> **Information shown**:
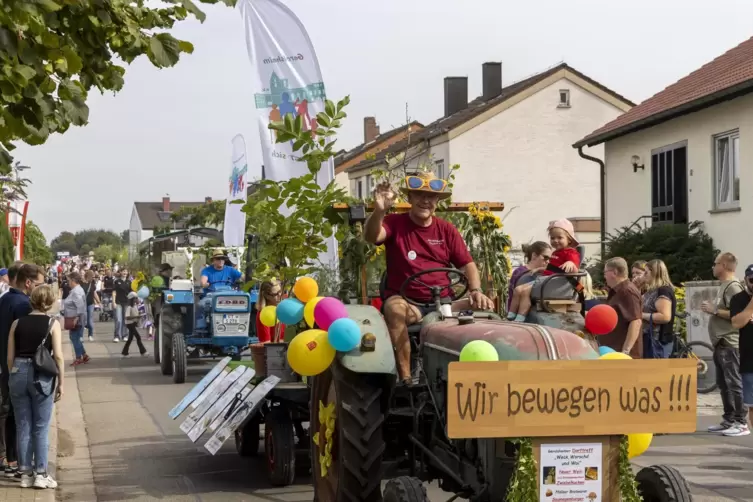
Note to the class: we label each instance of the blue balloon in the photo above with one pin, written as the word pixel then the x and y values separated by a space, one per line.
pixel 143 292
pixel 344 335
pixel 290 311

---

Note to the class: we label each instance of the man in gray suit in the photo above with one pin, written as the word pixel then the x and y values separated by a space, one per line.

* * *

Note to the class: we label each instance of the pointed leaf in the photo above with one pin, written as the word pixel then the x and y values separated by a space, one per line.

> **What you should do**: Repeat the entries starting at the line containing "Note to the class: we label each instance of the blue" and ending at the line containing "pixel 290 311", with both of those lines included.

> **The output**:
Note to the class: we label each instance of the blue balloon in the photo above with one pin, written as the word pixel then the x and y values separated by a space, one per line.
pixel 143 292
pixel 344 335
pixel 290 311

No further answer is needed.